— Artigo —
Mental Abstrato

Mental Abstrato: os sons da diáspora na música urbana contemporânea

*Imagem: Raoos Irie

O Grupo Mental Abstrato (Oficial) trouxe seu hip hop jazz para a Casa Museu Ema Klabin em 21 de setembro de 2019 (assista ao espetáculo aqui). Formado pelos beatmakers Omig One, Calmão e Guimas Santos, o grupo lançou seu primeiro álbum, “Pure Essence”, em 2010 no Japão com grande reconhecimento internacional. O segundo álbum, “Uzoma”, foi gravado no Red Bull Music Studios SP, uma viagem sonora urbana e afro-jazzística, representando a música brasileira contemporânea, dos subúrbios de São Paulo para o mundo.

— Instruções do exercício —
1. Responda sim ou não se cada afirmação concorda com o artigo e cite, sem mudar nada, as palavras do artigo que decidem a resposta: (a) O primeiro álbum do grupo saiu no Japão. (b) O grupo é formado por quatro beatmakers. (c) “Uzoma” foi gravado no Red Bull Music Studios SP.
2. Copie sem nenhuma alteração todas as linhas da listagem abaixo e deixe as imagens de fora.

— Trecho da listagem —
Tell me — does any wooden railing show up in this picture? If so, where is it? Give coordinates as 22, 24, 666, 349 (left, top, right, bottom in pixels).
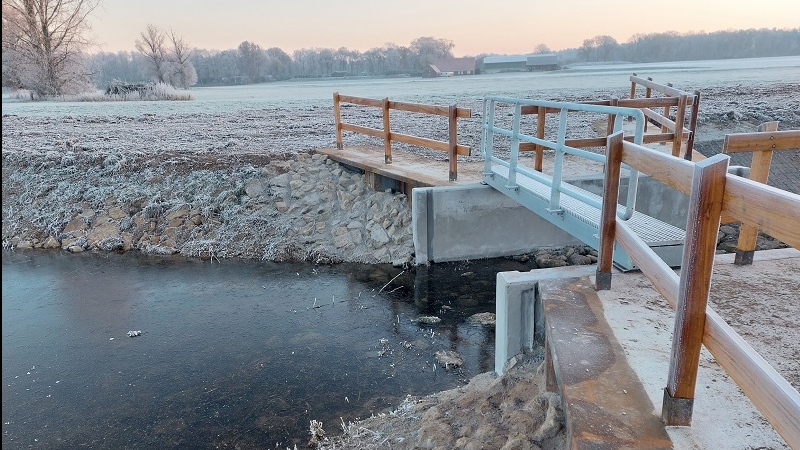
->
519, 74, 700, 172
722, 122, 800, 266
596, 133, 800, 448
333, 92, 472, 181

— Respostas esperadas —
1.
(a) Sim: «o grupo lançou seu primeiro álbum, “Pure Essence”, em 2010 no Japão».
(b) Não: «Formado pelos beatmakers Omig One, Calmão e Guimas Santos».
(c) Sim: «O segundo álbum, “Uzoma”, foi gravado no Red Bull Music Studios SP».

2.
Tell me — does any wooden railing show up in this picture? If so, where is it? Give coordinates as 22, 24, 666, 349 (left, top, right, bottom in pixels).
->
519, 74, 700, 172
722, 122, 800, 266
596, 133, 800, 448
333, 92, 472, 181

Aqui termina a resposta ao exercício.